— start of Selection —

But her smile and spirit will last far longer than the eight years she spent here. One look at The Rock, the famous Michigan State campus billboard, will tell you that.
"A True Spartan."
"Beautiful Little Angel."
"You Have Inspired Us All."
Just before 6 p.m. Thursday, a day after students from across campus and residents from across mid-Michigan came to pay respects to a girl who touched so many lives, thousands of messages had had been left, along with flowers and stuffed animals.
All on a painted-white rock, that read "MSU loves Princess Lacey," with "Love Like Lacey" scrawled across the base in bright pink.
It's the most touching of tributes — one you can't imagine being replaced.
Frankly, who could paint over this?
Rock of ages
The Rock wasn't always at Farm Lane and Auditorium. Back in the late 1880s, it resided near Beaumont Tower. It wasn't until the late 1980s that it was moved to its current location — atop a hill, high above the Red Cedar River — and became the prime gathering spot on MSU's campus, particularly for vigils, celebrations, and demonstrations.
For decades and decades, students have used it as their own sounding board. The fraternities paint on it to advertise Greek Week. Fans paint on it ahead of a big game, and likewise, MSU students protect it from rival "vandalism." More than a few lovebirds even use it to pop the question. And on and on.
Then, usually the next day, it's all gone — erased so others can get their message across.
It's been painted over so many times, and carries countless coats of paints, its original size probably was closer to a pebble than the boulder it is today.

— end of Selection —
— start of Rows —

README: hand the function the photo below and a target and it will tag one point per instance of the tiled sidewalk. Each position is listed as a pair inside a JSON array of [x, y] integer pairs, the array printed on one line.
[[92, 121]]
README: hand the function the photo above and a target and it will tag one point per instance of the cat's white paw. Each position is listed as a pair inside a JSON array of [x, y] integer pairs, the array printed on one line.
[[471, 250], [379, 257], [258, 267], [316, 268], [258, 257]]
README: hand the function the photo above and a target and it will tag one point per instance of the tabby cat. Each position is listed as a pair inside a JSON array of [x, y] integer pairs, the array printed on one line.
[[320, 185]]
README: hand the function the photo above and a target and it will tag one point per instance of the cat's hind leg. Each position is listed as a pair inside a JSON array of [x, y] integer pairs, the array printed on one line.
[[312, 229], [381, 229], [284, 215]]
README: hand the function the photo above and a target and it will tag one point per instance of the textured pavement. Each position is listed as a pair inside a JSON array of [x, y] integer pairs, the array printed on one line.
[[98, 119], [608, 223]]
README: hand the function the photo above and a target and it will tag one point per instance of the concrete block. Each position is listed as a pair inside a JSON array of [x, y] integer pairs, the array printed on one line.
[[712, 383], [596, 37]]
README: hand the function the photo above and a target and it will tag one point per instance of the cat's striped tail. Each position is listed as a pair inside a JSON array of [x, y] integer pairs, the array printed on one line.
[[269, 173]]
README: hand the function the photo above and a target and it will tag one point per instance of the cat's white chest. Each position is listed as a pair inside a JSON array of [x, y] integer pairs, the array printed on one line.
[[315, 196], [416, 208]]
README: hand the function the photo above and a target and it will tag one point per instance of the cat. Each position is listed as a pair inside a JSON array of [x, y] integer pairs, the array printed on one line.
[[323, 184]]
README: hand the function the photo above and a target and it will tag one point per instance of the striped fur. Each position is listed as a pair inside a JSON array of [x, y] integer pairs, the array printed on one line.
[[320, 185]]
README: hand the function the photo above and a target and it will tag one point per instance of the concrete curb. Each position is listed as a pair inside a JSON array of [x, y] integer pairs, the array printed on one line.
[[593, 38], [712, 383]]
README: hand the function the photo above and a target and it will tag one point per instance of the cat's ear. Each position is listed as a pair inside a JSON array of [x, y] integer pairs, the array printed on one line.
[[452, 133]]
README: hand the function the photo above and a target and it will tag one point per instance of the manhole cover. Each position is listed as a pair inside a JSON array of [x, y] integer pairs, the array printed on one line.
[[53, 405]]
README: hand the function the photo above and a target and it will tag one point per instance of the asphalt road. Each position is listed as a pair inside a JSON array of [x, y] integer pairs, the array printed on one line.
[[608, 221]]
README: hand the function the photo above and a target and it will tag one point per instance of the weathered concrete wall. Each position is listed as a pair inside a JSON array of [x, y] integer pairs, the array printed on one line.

— end of Rows —

**What you need to do**
[A] According to the article about The Rock at Michigan State, where did The Rock sit in the late 1880s?
[B] Please extend the article about The Rock at Michigan State, picking up after its final sentence.

**Task-by-task answers**
[A] Near Beaumont Tower.

[B]
The redecorating hasn't always been peaceful. Occasionally, it has led to bitterness between campus groups, folks sometimes disgusted it was painted over so quickly.
So, on rare occasions, there is an unofficial moratorium. For instance, after the terrorist attacks of Sept. 11, 2001, nobody was to paint over MSU's tribute to America for one week.
As far as we know, there has been no such request to keep the brushes in storage for Princess Lacey.
But, again, who could paint over this?
"You'd have to be a real jerk," an MSU student muttered to me after I posed the question aloud. She then continued coloring in some of the faded pink on Princess Lacey's Rock.
A fitting tribute
It's amazing, really, the connections Princess Lacey made — first with Adreian Payne, her "Superman," then the rest of the basketball team, and eventually the rest of the nation.
Her story was sad, but her attitude was spectacular.
Nobody doubts for a second her memorial service next Thursday, on campus at the same arena where not long ago she escorted Payne to the court on Senior Day, will be a standing room-only event.
Some suggest it'll be after that service that The Rock's unspoken paint ban will, once again, be lifted.
I have my doubts it'll ever be. Hundreds circled The Rock into the night Wednesday, and eventually were joined by Payne, MSU coach Tom Izzo and several other members of the basketball team. They signed their names like all the others, and Izzo spoke from the heart.
Thursday, they just kept coming — in smaller groups, but with the same raw emotion.
So maybe, just maybe, it's time for a new Rock. Maybe it's finally time to put this Rock to rest, give it to the girl who gave this community so much, and move it to the Breslin Center lawn for good.
After all, who could paint over this?